What you return must match the listing word for word.

*** Block opens ***

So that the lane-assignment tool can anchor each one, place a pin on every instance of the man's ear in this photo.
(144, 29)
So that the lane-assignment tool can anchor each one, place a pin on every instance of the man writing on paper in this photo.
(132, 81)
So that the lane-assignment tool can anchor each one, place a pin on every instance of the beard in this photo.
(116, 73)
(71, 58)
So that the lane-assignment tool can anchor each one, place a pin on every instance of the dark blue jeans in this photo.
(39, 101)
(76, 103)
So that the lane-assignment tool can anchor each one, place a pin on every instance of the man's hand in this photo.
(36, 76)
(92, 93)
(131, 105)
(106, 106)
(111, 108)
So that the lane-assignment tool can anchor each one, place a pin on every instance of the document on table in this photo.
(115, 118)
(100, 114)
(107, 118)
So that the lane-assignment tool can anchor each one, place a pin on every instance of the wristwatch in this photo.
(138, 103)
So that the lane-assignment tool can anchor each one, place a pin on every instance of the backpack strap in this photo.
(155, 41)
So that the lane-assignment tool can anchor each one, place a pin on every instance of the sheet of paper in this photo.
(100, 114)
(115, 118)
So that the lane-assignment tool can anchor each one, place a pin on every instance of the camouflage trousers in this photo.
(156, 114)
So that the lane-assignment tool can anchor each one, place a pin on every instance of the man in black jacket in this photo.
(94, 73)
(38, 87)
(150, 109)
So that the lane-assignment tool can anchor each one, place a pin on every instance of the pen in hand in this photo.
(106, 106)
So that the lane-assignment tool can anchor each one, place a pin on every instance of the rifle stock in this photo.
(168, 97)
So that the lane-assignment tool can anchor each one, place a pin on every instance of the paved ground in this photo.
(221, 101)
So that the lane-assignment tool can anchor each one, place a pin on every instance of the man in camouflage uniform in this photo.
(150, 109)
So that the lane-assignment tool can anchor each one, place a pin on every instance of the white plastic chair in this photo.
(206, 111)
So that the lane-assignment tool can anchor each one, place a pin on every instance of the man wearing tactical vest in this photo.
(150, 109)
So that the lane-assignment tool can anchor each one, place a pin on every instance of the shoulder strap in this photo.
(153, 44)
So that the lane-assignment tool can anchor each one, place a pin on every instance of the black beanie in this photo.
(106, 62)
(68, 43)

*** Block closes ***

**Task answer**
So that the lane-assignment tool can anchor each one, place a pin on every instance of the man's ear in this photo.
(144, 29)
So that the lane-assignment tool can anchor each one, place a pin on every instance of the man writing on paper in this photo.
(132, 81)
So that the lane-assignment tool can anchor each one, place a pin on every instance of the beard in this photo.
(116, 73)
(71, 58)
So that the lane-assignment tool can anchor each one, place a pin on every instance of the dark blue jeans in this photo.
(39, 101)
(76, 103)
So that the lane-assignment tool can anchor each one, place a pin on every instance of the man's hand in this photo.
(36, 76)
(92, 93)
(131, 105)
(106, 106)
(111, 108)
So that the lane-assignment tool can anchor each one, place a pin on every instance of the document on table in this photo.
(115, 118)
(100, 114)
(107, 118)
So that the lane-assignment tool can anchor each one, place a pin on every instance of the wristwatch in this photo.
(138, 103)
So that the lane-assignment tool can anchor each one, place a pin on every instance of the backpack strap in this photo.
(155, 41)
So that the lane-assignment tool can anchor each one, place a pin on every instance of the sheet of paper in this photo.
(100, 114)
(115, 118)
So that the lane-assignment tool can anchor each one, place a pin on every instance of the camouflage trousers in this photo.
(156, 114)
So that the lane-assignment tool can anchor each one, place a pin on every instance of the man in black jacket in this photo.
(94, 73)
(38, 87)
(150, 109)
So that the lane-assignment tool can anchor each one, place a pin on every instance of the pen in hand in this photo.
(106, 106)
So that the lane-assignment tool can anchor each one, place a pin on every instance of the rifle stock in this photo.
(168, 97)
So that the lane-assignment tool can anchor each one, place a pin on every instance of the paved ground in this photo.
(221, 101)
So that the lane-assignment tool can anchor each one, place a pin on every instance of the man in camouflage uniform in this photo.
(150, 109)
So that the lane-assignment tool can anchor each one, place a pin on every instance of the white plastic chair in this photo.
(206, 111)
So that the lane-assignment tool can anchor each one, place a pin on every instance of the man wearing tactical vest in this photo.
(150, 109)
So that the lane-assignment tool can anchor each one, place a pin on every instance of the shoulder strap in this photo.
(153, 44)
So that the lane-assignment tool can anchor each one, place a pin on every instance of the black beanie in this photo.
(106, 62)
(68, 43)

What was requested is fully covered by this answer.